== SOURCE EXCERPT ==
• • • •

Don't you think that they would mention it?

That's what's baffling me. Do they not know this? Do they not care? How can
they not care?

About your PS: Yes, I'm working on writing this.

------
newt0311
So... Special relativity is called "special" because it specifically assumes
_no acceleration_ and therefore, no force. That formula you have is an
approximation for "small" forces. General relativity is what actually explains
space with acceleration (using Riemann Geometry, another fascination and
extremely complex topic in of itself relying on tensor calculus, which is
_another_ fascinating and extremely complex topic in of itself). Secondly, the
Lorentz transformation is _critical_ to special relativity, because that is
what gave rise to the entire theory and also because the Lorentz
transformation is exact (up to QM effects and 0 acceleration). Also, the
Lorentz transform is sufficient to derive the result e = mc^2 among many other
useful results on momentum and particle collisions (or at least the
aftereffects thereof, since we can have no forces) which is why special
relativity is even taught in isolation.

As to the textbooks, all I can say is that you haven't come by the right
textbooks yet. I would advise reading the Feynman's lectures on physics (all 3
volumes). Expensive but worth it and if you want, you could probably find free
pdfs online. FLs does indeed go into the gory details of special relativity
(v1 I think) and even shows how to derive most of the useful results including
(I think) information on how to derive the Lorentz transformation from the
Special Relativity's base assumption: the speed of light is constant in all
time frames. ENM along with several applications is also discussed in FLs (v2
I think). FLs V3 covers QM is great detail (well... the parts that we humans
can solve mostly). Another very good book on ENM would be Electricity and
Magnetism by Purcell, Berkley Physics Course Vol. 2.

• • • •

== RECORD EXCERPTS ==
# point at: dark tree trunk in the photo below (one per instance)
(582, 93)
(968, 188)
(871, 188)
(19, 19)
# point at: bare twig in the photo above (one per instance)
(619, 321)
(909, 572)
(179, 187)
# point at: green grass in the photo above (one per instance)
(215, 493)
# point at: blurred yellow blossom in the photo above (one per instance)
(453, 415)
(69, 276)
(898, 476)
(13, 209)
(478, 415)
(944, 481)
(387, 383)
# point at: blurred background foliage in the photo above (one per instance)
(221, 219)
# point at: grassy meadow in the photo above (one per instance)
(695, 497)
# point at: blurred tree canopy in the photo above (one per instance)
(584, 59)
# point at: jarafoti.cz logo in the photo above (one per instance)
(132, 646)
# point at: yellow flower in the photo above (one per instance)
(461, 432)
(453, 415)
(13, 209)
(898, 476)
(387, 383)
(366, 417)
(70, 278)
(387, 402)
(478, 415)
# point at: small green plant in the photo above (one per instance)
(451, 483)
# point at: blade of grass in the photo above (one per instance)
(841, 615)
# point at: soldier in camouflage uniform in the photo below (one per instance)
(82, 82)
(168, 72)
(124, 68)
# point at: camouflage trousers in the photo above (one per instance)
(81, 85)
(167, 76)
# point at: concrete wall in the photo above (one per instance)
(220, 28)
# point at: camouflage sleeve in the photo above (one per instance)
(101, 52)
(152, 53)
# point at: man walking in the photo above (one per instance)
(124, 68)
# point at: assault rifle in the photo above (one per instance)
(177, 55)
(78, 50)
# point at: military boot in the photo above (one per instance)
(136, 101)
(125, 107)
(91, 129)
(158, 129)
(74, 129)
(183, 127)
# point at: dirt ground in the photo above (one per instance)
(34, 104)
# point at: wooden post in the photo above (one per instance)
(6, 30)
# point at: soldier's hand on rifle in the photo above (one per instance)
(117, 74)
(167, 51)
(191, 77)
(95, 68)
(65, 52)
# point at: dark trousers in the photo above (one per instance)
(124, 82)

• • • •

== DIRECTIVES ==
A – Answer these questions about the special relativity thread, one answer per line:
(i) Why is special relativity called "special"?
(ii) Which result is the Lorentz transform said to be sufficient to derive?
(iii) Which book by Purcell is recommended for ENM?
B – Continue the special relativity thread from the point where it stops.

== ANSWERS FOR THE EXERCISE ==
A –
(i) Because it specifically assumes no acceleration and therefore no force.
(ii) e = mc^2 (among many other useful results on momentum and particle collisions).
(iii) Electricity and Magnetism, Berkley Physics Course Vol. 2.

B –
Oh btw. the central assumption of General Relativity is that force and gravity
are just 2 different manifestations of the same phenomenon. Thus, for very
weak gravitational fields, you could actually use the formula you have. Just
that it would not be very useful because a) you would have to interpret it as
constantly changing time frames over small time intervals, and b) because I
don't think the Earth's gravitational field (or the moon's) is weak enough to
justify the approximations inherent in your equation.

A note on finding good textbooks: Pick a good university. Any good university
(I would advise Caltech but thats because thats where I study) and chances are
_very_ good that said universities will publish the course textbooks for their
classes. Some will even publish the homework assignments and solution sets
along with lecture notes. Eg.
<http://www.pma.caltech.edu/GSR/physicscourses.html> is the place where CIT
has currently placed a convenient listing of all the physics courses offered
with links to their web pages which contain among other things: the textbooks,
syllabus, and in most cases, the homeworks for the class. Finding textbooks
from there shouldn't be very difficult.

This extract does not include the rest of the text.